Do this
Repeat every record below exactly, but leave out any pictures.

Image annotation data
┄┄┄┄┄┄

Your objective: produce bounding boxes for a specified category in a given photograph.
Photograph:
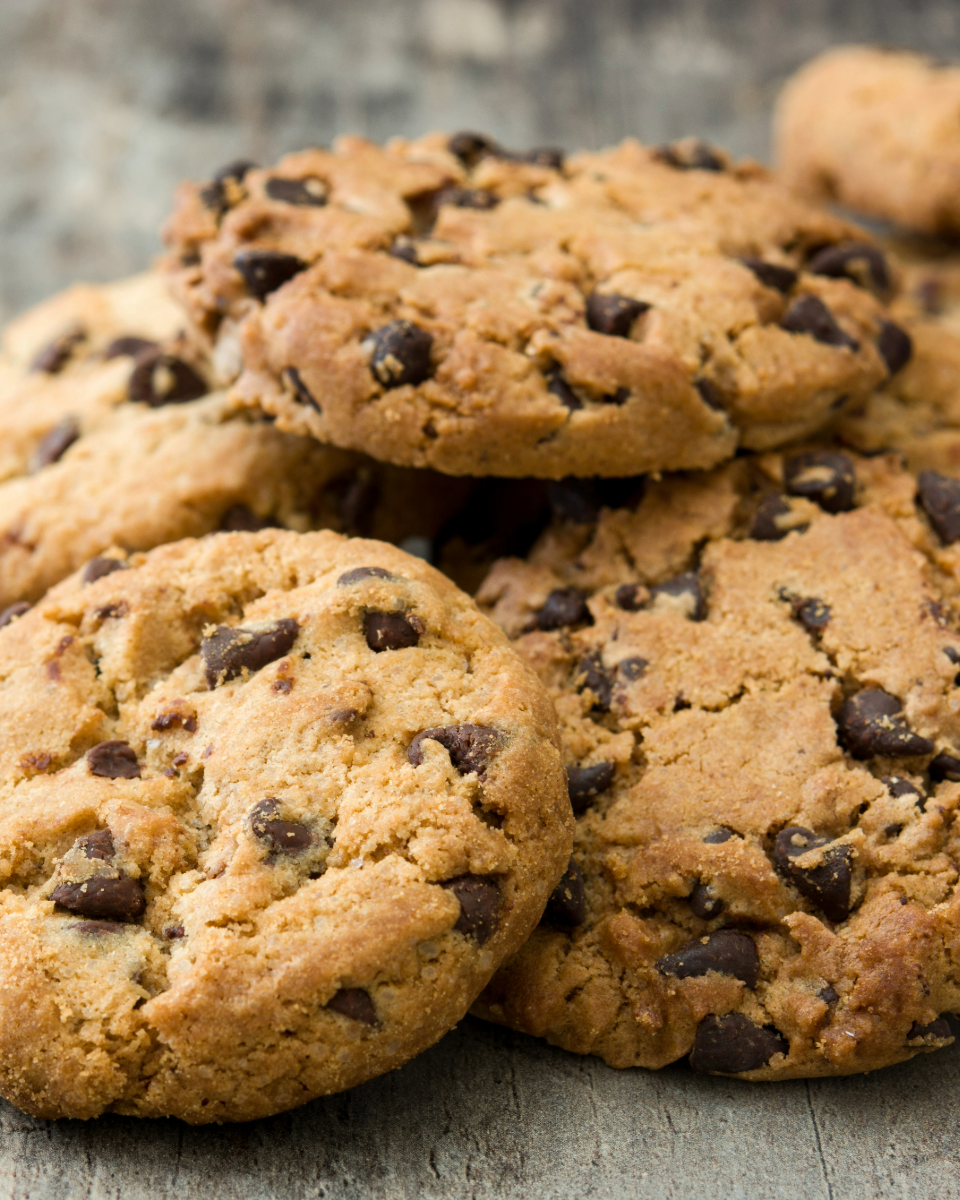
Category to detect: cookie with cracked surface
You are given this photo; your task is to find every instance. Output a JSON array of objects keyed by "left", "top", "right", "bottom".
[
  {"left": 168, "top": 134, "right": 896, "bottom": 479},
  {"left": 0, "top": 529, "right": 572, "bottom": 1123},
  {"left": 775, "top": 46, "right": 960, "bottom": 233},
  {"left": 474, "top": 446, "right": 960, "bottom": 1080}
]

┄┄┄┄┄┄

Answer
Your objective: produce bounding boxes for a specified category in a given photograph.
Photograph:
Category to detect: cookie with cracked surface
You are given this photo; your task is to find every instance. Output a JSON array of objects keyed by "left", "top", "right", "bottom".
[
  {"left": 168, "top": 134, "right": 896, "bottom": 479},
  {"left": 0, "top": 529, "right": 572, "bottom": 1123},
  {"left": 775, "top": 46, "right": 960, "bottom": 233},
  {"left": 474, "top": 446, "right": 960, "bottom": 1080}
]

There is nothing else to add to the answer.